THE RECORDS >>
□ □ □

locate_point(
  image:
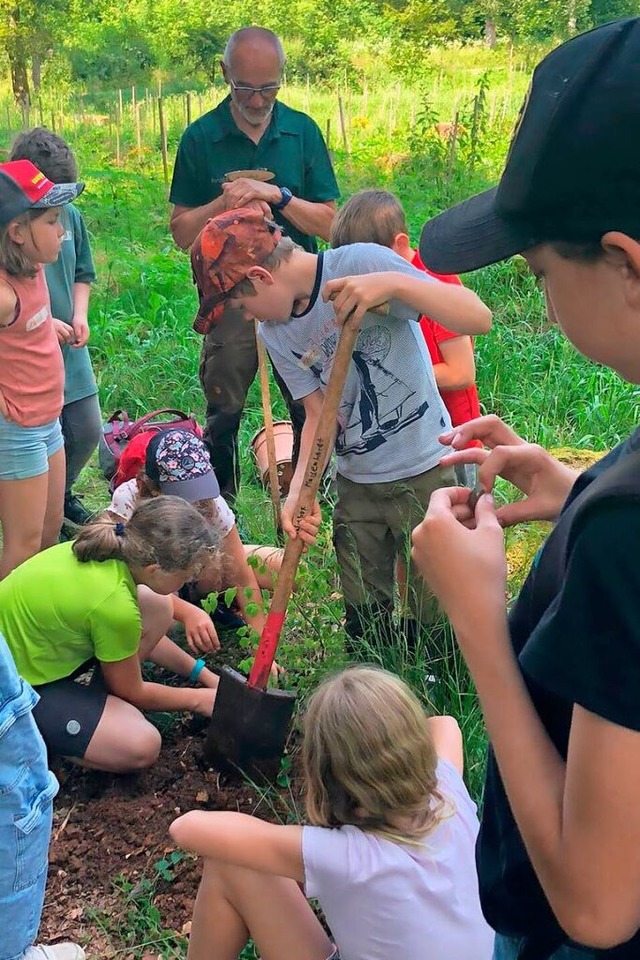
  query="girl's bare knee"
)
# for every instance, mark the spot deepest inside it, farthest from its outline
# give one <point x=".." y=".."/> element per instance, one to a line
<point x="143" y="749"/>
<point x="156" y="612"/>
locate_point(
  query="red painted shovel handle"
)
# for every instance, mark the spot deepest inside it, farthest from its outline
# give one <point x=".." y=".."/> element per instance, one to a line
<point x="319" y="454"/>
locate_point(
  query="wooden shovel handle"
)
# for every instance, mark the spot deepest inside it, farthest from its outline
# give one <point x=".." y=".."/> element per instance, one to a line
<point x="267" y="415"/>
<point x="320" y="450"/>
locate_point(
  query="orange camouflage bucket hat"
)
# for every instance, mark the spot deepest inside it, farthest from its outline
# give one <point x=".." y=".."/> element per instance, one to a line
<point x="222" y="255"/>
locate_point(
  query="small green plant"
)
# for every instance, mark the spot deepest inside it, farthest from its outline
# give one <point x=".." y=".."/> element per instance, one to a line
<point x="166" y="866"/>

□ □ □

AIM OF THE EXERCISE >>
Turn all the rows above into a JSON list of strings, one string per line, leaving out blank lines and the pictures.

RESPONSE TO THIS TASK >>
[
  "locate_point(",
  "  image:",
  "  query=\"girl's bare knee\"",
  ")",
  "# for every instance, mark the spot deepest inside it, farthest from its outline",
  "# give one <point x=\"..\" y=\"..\"/> element per instance, one to a line",
  "<point x=\"143\" y=\"749\"/>",
  "<point x=\"156\" y=\"612\"/>",
  "locate_point(",
  "  query=\"red painted shovel handle\"",
  ")",
  "# for every instance, mark the spot deepest inside it, farthest from its outline",
  "# give one <point x=\"..\" y=\"..\"/> element per instance, one to a line",
  "<point x=\"319\" y=\"454\"/>",
  "locate_point(",
  "  query=\"wooden shovel handle\"",
  ")",
  "# for every instance, mark the spot deepest inside it, farthest from its outline",
  "# give one <point x=\"..\" y=\"..\"/> element per instance, one to a line",
  "<point x=\"267\" y=\"415\"/>",
  "<point x=\"320\" y=\"450\"/>",
  "locate_point(",
  "  query=\"orange camouflage bucket hat\"",
  ")",
  "# for every instance, mark the spot deepest inside it, farthest from its outline",
  "# give one <point x=\"..\" y=\"..\"/> element per instance, one to a line",
  "<point x=\"222\" y=\"255\"/>",
  "locate_point(",
  "  query=\"small green plant\"",
  ")",
  "# for every instance, mark the spot deepest inside it, farthest from its outline",
  "# give one <point x=\"..\" y=\"..\"/> element per instance, one to a line",
  "<point x=\"166\" y=\"866\"/>"
]